- TO DO
Beginning at the line that contains "The component shall return one point per instance of the gray" and continuing through the last line of the records below, reproduce every line, requests included, with each coordinate in the answers offset by -55.

- ITEMS

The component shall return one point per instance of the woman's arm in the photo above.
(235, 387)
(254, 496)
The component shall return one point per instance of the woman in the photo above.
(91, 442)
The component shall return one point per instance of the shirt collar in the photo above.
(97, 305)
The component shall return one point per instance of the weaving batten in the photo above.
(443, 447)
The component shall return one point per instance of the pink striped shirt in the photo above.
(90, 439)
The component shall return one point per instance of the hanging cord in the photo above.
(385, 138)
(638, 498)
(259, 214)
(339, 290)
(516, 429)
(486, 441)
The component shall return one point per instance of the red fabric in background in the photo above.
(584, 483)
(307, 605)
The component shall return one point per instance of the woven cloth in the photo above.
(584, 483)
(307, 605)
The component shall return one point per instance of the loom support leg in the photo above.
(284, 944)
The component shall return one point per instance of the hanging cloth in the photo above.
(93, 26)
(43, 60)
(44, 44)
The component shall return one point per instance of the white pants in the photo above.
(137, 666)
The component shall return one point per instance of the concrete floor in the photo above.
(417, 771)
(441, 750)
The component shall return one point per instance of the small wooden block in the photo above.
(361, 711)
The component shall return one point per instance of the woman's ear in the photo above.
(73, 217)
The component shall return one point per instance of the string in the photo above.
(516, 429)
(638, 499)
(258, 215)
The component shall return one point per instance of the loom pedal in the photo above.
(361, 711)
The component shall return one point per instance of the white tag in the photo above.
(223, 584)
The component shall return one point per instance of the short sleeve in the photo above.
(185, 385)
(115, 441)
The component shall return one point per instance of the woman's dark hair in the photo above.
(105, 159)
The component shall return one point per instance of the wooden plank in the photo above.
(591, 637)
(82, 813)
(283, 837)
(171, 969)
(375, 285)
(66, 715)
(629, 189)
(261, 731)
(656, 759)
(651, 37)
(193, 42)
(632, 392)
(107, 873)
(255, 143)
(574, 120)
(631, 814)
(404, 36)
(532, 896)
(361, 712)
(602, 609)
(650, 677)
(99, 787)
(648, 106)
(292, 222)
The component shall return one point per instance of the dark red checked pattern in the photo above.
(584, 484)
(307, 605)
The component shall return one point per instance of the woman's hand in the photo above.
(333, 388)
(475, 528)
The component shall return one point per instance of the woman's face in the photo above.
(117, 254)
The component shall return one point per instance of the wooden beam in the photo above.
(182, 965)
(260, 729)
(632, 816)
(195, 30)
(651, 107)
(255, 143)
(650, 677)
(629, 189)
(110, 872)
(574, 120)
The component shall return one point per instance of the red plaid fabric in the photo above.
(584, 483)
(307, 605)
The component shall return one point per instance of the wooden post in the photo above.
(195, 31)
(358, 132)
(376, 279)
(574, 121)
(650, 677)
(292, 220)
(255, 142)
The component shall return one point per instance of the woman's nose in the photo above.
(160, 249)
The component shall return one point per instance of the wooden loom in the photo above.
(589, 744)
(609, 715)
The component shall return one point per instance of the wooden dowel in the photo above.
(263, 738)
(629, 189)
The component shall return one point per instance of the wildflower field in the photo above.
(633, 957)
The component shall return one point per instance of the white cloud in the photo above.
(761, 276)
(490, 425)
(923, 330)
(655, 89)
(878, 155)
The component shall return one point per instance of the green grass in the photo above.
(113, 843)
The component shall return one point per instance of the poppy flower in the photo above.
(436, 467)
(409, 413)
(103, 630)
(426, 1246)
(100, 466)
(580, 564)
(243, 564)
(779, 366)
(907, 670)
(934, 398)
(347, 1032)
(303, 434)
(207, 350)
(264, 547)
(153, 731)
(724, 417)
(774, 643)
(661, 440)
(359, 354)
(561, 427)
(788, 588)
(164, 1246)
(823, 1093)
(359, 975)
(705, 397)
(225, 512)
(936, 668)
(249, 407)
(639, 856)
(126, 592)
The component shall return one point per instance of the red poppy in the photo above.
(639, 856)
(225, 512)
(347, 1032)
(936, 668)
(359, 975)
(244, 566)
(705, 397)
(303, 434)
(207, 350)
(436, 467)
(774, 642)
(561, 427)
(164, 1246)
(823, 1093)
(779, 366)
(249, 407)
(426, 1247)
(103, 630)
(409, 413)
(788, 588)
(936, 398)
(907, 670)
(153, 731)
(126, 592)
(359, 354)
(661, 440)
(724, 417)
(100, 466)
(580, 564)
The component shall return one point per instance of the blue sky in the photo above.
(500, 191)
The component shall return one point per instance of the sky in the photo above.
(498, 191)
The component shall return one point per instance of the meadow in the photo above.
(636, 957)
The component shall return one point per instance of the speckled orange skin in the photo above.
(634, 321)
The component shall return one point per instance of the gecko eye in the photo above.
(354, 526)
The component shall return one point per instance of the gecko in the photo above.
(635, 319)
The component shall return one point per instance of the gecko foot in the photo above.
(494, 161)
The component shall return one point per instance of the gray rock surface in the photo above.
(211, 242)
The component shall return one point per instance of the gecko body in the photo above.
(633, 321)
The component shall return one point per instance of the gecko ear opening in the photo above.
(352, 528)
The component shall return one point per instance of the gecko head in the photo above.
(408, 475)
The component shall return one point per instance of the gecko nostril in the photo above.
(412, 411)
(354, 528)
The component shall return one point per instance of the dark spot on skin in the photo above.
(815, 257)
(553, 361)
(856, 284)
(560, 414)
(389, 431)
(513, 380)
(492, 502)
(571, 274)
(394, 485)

- THE RESPONSE
The component shall return one point per instance of the gray rock surface in the photo above.
(156, 187)
The component shall return one point per instance of the gecko body in the photo above.
(578, 266)
The component shall return one point per instance of the gecko ear opening in the photo above.
(297, 473)
The component shall return one point per instance of the gecko head in the photo above.
(353, 420)
The component shall return one point per instance of the gecko nostril in the photo above.
(357, 356)
(299, 473)
The component shall return one point per instance of the dark spot on skin in the photo above.
(760, 202)
(498, 306)
(801, 229)
(505, 359)
(334, 376)
(458, 325)
(437, 447)
(516, 219)
(339, 430)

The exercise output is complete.